— START OF Provided data —

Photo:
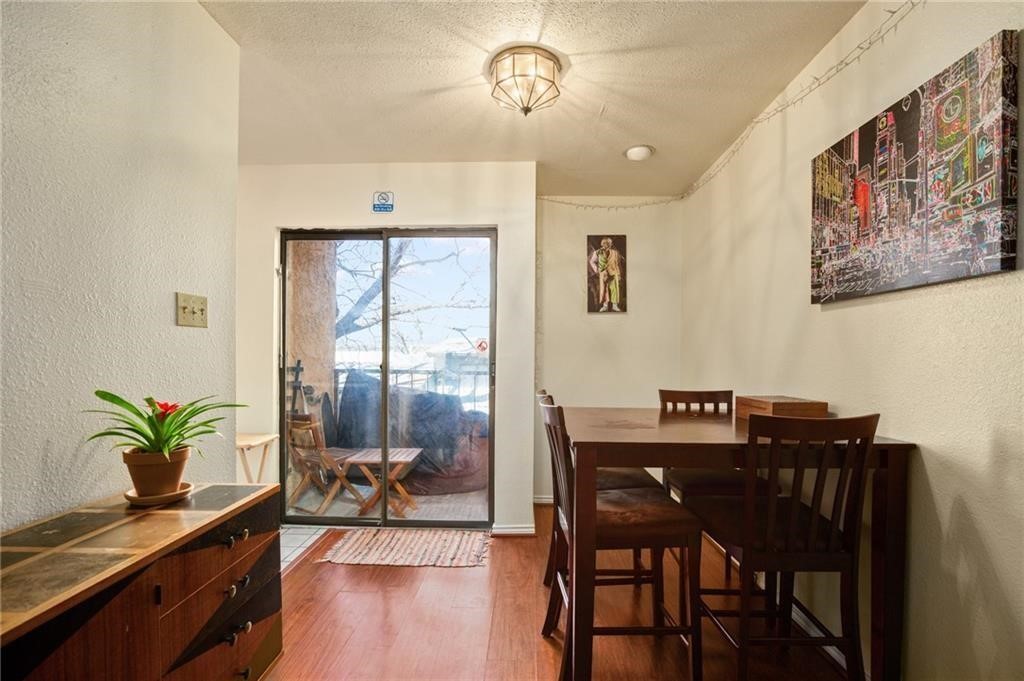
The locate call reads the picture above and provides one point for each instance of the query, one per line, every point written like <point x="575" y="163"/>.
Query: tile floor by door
<point x="295" y="540"/>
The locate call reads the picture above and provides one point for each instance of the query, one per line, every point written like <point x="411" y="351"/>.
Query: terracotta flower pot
<point x="154" y="474"/>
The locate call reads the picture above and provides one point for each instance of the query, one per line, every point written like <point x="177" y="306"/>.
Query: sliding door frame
<point x="384" y="236"/>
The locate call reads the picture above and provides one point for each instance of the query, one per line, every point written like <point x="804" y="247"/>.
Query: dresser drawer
<point x="186" y="569"/>
<point x="242" y="646"/>
<point x="215" y="604"/>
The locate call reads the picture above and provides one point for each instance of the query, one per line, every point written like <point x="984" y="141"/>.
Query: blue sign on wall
<point x="383" y="202"/>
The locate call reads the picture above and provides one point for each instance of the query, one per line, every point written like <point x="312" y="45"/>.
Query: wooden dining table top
<point x="638" y="427"/>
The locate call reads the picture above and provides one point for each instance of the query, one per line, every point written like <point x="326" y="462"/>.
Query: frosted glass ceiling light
<point x="525" y="78"/>
<point x="639" y="153"/>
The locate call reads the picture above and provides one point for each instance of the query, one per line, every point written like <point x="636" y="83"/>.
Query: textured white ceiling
<point x="360" y="82"/>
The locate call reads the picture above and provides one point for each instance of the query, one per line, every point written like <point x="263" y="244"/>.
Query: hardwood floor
<point x="388" y="624"/>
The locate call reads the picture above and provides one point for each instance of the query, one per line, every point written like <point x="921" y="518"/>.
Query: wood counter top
<point x="52" y="564"/>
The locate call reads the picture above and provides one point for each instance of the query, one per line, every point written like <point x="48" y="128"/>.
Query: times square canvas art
<point x="926" y="192"/>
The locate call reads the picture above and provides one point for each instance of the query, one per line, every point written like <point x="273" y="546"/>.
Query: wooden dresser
<point x="186" y="591"/>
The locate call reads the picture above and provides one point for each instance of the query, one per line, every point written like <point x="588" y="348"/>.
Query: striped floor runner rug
<point x="437" y="548"/>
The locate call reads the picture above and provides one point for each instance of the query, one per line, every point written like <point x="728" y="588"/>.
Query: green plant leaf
<point x="116" y="432"/>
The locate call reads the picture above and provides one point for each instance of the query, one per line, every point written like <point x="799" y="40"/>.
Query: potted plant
<point x="159" y="437"/>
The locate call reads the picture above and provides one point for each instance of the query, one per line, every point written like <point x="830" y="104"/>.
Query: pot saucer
<point x="183" y="491"/>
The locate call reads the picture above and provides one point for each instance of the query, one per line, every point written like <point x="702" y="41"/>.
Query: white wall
<point x="120" y="165"/>
<point x="426" y="195"/>
<point x="594" y="359"/>
<point x="943" y="365"/>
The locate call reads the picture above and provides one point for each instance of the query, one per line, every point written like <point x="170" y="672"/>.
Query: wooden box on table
<point x="780" y="406"/>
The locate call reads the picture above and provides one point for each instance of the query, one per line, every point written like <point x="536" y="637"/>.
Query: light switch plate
<point x="192" y="310"/>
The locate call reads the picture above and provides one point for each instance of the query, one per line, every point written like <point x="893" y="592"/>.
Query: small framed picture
<point x="606" y="273"/>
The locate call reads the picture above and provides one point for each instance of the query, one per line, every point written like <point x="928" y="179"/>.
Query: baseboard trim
<point x="513" y="530"/>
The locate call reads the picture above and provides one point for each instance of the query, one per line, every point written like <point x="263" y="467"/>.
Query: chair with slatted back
<point x="695" y="481"/>
<point x="607" y="478"/>
<point x="779" y="533"/>
<point x="637" y="518"/>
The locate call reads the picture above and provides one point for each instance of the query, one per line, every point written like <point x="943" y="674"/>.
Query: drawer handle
<point x="231" y="539"/>
<point x="232" y="638"/>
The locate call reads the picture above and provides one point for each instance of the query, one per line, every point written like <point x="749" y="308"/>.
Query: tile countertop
<point x="51" y="564"/>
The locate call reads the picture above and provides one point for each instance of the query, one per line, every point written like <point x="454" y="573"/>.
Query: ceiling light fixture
<point x="639" y="153"/>
<point x="525" y="78"/>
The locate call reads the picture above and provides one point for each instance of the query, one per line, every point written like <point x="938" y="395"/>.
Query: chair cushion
<point x="707" y="482"/>
<point x="625" y="478"/>
<point x="723" y="519"/>
<point x="643" y="517"/>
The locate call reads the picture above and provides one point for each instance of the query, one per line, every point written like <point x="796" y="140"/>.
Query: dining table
<point x="648" y="437"/>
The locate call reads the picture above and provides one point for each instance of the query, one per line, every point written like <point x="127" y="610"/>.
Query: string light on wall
<point x="895" y="16"/>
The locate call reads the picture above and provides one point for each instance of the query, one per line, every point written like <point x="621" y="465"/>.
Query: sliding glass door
<point x="395" y="328"/>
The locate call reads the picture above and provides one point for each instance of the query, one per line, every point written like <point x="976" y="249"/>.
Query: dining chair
<point x="779" y="533"/>
<point x="636" y="518"/>
<point x="696" y="481"/>
<point x="607" y="478"/>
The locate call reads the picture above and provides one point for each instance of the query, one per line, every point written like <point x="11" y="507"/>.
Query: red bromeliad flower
<point x="166" y="409"/>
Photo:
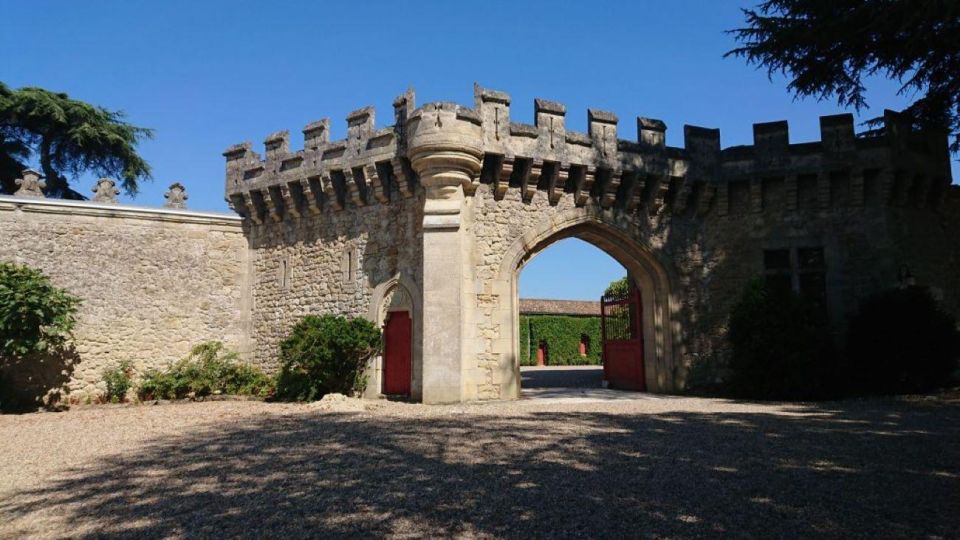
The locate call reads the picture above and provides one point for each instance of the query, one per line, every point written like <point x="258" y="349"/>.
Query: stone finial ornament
<point x="176" y="197"/>
<point x="31" y="184"/>
<point x="105" y="191"/>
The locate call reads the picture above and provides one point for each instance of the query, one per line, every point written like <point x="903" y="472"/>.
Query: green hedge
<point x="562" y="334"/>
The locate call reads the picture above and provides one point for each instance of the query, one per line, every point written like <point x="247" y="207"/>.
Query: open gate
<point x="622" y="328"/>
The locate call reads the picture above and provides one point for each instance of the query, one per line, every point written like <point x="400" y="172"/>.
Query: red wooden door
<point x="622" y="329"/>
<point x="397" y="365"/>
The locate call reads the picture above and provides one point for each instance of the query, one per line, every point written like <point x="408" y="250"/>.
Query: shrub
<point x="782" y="346"/>
<point x="618" y="287"/>
<point x="562" y="334"/>
<point x="209" y="369"/>
<point x="326" y="354"/>
<point x="119" y="380"/>
<point x="35" y="316"/>
<point x="900" y="340"/>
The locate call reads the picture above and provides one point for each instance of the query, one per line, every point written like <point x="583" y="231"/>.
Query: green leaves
<point x="35" y="316"/>
<point x="209" y="369"/>
<point x="326" y="354"/>
<point x="69" y="137"/>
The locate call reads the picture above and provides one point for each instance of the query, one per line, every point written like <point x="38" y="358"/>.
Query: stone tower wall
<point x="691" y="224"/>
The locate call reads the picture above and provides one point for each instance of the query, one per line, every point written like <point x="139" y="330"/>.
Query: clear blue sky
<point x="209" y="74"/>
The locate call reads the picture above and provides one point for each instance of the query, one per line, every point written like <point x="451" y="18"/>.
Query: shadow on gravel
<point x="863" y="470"/>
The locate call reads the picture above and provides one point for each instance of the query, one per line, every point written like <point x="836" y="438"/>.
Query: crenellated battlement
<point x="373" y="166"/>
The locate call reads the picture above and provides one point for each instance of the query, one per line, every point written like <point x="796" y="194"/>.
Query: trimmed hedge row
<point x="562" y="335"/>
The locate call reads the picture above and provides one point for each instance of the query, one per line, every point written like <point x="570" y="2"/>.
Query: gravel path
<point x="666" y="467"/>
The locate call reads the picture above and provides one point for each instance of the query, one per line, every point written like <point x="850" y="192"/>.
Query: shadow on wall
<point x="811" y="472"/>
<point x="35" y="381"/>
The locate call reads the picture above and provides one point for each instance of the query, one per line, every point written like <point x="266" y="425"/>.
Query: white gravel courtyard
<point x="667" y="467"/>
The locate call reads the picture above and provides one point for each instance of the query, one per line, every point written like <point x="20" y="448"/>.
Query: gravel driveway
<point x="667" y="467"/>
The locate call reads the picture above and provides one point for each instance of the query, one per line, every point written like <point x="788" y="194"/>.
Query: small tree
<point x="900" y="340"/>
<point x="35" y="316"/>
<point x="68" y="137"/>
<point x="326" y="354"/>
<point x="827" y="49"/>
<point x="782" y="346"/>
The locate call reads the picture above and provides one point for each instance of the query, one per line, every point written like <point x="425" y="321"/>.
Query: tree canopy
<point x="828" y="47"/>
<point x="68" y="137"/>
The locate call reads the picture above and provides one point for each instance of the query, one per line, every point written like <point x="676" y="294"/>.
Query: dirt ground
<point x="648" y="467"/>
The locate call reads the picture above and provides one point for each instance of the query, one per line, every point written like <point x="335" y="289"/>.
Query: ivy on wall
<point x="562" y="336"/>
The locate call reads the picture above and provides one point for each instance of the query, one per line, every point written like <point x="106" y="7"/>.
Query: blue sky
<point x="208" y="74"/>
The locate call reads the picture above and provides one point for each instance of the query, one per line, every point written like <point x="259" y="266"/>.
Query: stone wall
<point x="154" y="282"/>
<point x="329" y="264"/>
<point x="483" y="193"/>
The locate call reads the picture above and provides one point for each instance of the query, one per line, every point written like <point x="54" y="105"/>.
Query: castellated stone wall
<point x="471" y="195"/>
<point x="329" y="264"/>
<point x="154" y="282"/>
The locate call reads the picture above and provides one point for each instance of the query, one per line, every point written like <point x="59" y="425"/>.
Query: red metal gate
<point x="397" y="352"/>
<point x="621" y="324"/>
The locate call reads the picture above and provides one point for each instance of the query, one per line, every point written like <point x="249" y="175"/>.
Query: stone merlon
<point x="507" y="148"/>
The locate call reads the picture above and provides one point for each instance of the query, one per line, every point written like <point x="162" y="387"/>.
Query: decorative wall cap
<point x="31" y="184"/>
<point x="105" y="191"/>
<point x="176" y="196"/>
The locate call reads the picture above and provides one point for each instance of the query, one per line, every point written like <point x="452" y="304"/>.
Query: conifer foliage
<point x="828" y="47"/>
<point x="67" y="137"/>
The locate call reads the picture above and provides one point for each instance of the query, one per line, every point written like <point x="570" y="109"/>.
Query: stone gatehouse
<point x="424" y="226"/>
<point x="436" y="216"/>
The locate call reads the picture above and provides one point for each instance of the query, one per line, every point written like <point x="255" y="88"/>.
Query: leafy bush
<point x="562" y="335"/>
<point x="119" y="380"/>
<point x="900" y="340"/>
<point x="618" y="287"/>
<point x="209" y="369"/>
<point x="782" y="346"/>
<point x="326" y="354"/>
<point x="35" y="316"/>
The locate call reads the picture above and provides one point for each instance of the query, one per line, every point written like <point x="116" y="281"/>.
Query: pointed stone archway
<point x="660" y="330"/>
<point x="397" y="294"/>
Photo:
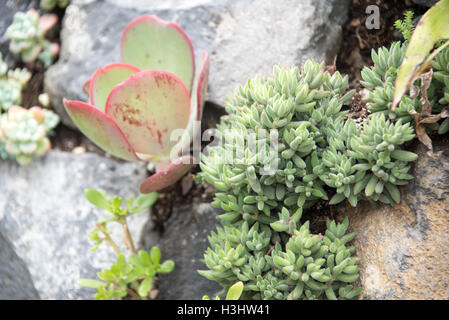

— END OF Provided data —

Objective:
Find each line in the material above that contains the word "tile", and copy those lines out.

Response:
Query: tile floor by door
Query: tile countertop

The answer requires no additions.